▶ _Work instruction_: Your response should be the complete set of records, reproduced exactly.

▶ _Data for analysis_:
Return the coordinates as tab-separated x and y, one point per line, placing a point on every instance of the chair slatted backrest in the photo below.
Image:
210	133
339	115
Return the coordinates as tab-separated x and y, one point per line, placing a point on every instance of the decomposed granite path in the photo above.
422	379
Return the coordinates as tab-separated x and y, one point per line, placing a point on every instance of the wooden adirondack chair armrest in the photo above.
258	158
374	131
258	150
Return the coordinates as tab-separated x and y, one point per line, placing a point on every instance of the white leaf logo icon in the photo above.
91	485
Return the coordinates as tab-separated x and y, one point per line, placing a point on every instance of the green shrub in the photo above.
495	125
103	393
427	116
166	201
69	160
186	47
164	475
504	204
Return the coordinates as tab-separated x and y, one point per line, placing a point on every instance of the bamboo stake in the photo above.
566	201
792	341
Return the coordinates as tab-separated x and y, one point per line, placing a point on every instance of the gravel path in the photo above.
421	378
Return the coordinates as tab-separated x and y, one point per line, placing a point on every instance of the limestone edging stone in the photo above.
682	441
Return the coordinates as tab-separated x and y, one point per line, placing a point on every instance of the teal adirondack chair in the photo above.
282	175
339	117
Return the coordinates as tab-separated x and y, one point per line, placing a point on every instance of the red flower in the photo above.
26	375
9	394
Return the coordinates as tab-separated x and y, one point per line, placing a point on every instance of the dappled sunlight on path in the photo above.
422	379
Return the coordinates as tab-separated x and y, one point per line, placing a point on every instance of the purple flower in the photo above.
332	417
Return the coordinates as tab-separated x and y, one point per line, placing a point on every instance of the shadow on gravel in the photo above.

▶ _Answer for the task_:
Return the coordinates as tab-separated x and y, one point per line, placing a point on every instance of the chair slatted backrest in the photo below.
Image:
210	133
339	115
Return the coordinates as tab-separated x and y, one point per line, placing a point on every instance of the decomposed granite path in the photo above.
422	379
Return the coordinates as tab-separated x and y, one point per line, placing a point on every instance of the wooden adirondack chair armrest in the photo above.
258	158
374	131
258	150
Return the coordinates as tab-separated x and y, one point per line, placing a point on every instance of the white leaf logo icon in the photo above.
91	485
Return the coordinates as tab-separated x and y, one point per line, placing a point on every instance of the green shrub in the photo above.
495	125
103	393
427	116
166	201
69	160
186	47
164	475
504	204
Return the coordinates as tab-separated x and y, one point per line, placing a point on every instance of the bamboo stake in the photo above.
566	201
792	341
Return the coordinates as tab-separated x and y, one point per line, placing a point on every instance of the gravel path in the photo above.
421	378
Return the coordinates as tab-separated x and y, one point per line, placing a point on every instance of the limestone edging stone in the photo above.
682	441
Return the coordinates as tab-separated x and y, one point per line, placing a point on every instance of the teal adirondack chair in the photo above.
282	175
339	117
Return the coordinates as tab-separated x and y, one point per line, placing a point on every instance of the red flower in the photo above.
26	375
9	394
Return the coordinates as tab-separated x and y, one point per line, placing a point on every instance of the dappled sunlight on path in the photo above.
422	379
Return the coordinates as tab-separated x and y, one point per line, placing a point on every instance of the purple flower in the photo above.
332	417
Return the coordinates as tab-separated x and y, one point per line, placing a point on every instance of the shadow on gravel in the photo above.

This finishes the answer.